**What the task requires**. Switch every "deer's" to "elk's" in the data below, and reproduce the rest of the data unchanged. Leave the pictures out of your output.
┌─ Excerpted records
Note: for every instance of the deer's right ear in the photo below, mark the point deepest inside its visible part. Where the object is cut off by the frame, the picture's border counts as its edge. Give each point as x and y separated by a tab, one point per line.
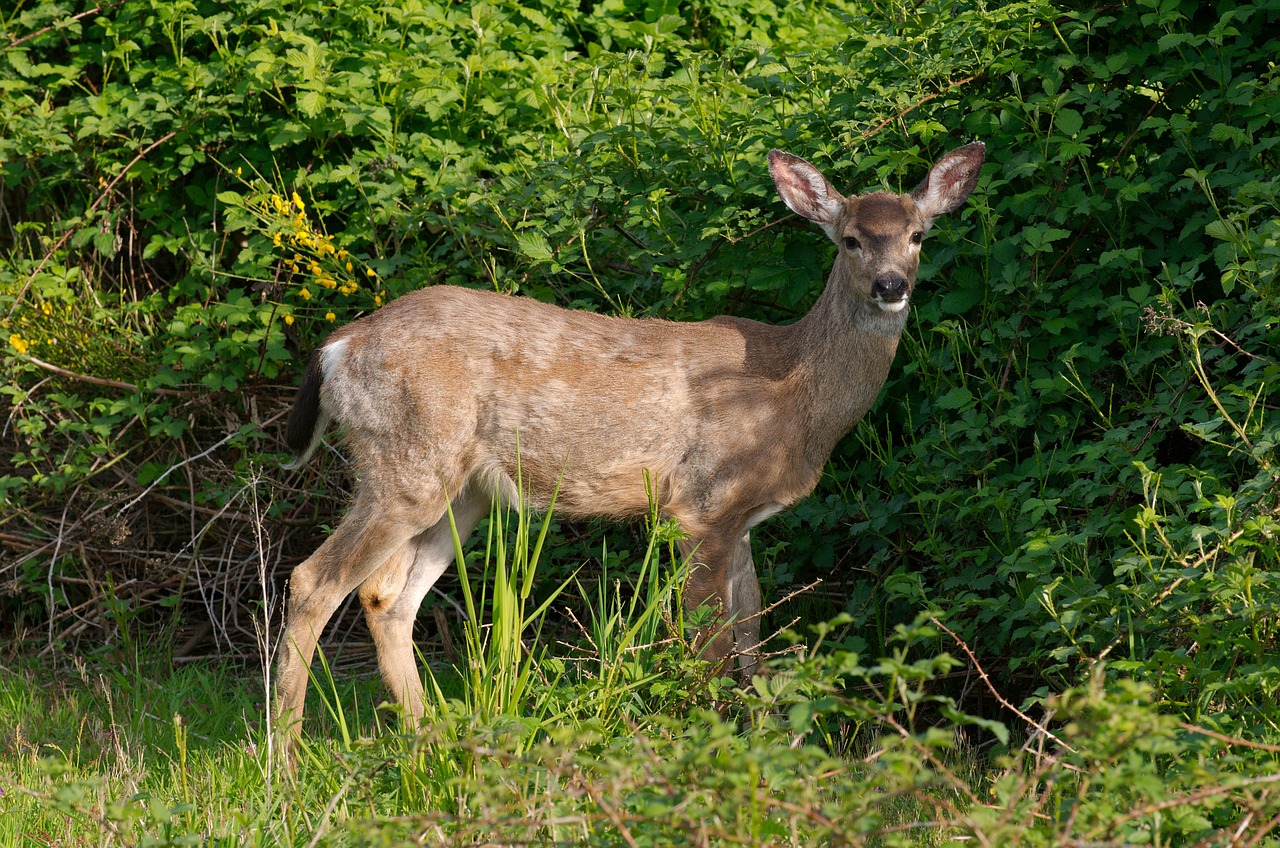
805	191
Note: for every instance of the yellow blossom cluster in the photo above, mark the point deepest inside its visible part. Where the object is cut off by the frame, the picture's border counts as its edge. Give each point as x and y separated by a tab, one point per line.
315	259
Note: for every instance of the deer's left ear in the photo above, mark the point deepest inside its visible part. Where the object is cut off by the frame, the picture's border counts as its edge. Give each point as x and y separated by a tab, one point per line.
950	181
└─
**Solution**.
Note: for every instance of the elk's right ear in the photo below, mark the point deepest inside its visible part. Where the object is cut off by the frame, the picture's border counts as its edge. Give each point as x and y separated by a tab, one point per line.
805	191
Note: for every instance of the yellow blossom cluster in the photo above, mark the point deepest inside its visible part. Where the object is cut off by the frame, the picture's border counts as its edge. Give each point as x and y separated by a tab, one point per line.
315	259
Note: for every instance of the elk's left ear in the photo above, mark the point deepest inside its visible part. Where the object is cut off by the frame, the picture's border counts as its edge. Give each point as x and y separated by a tab, one point per line.
950	181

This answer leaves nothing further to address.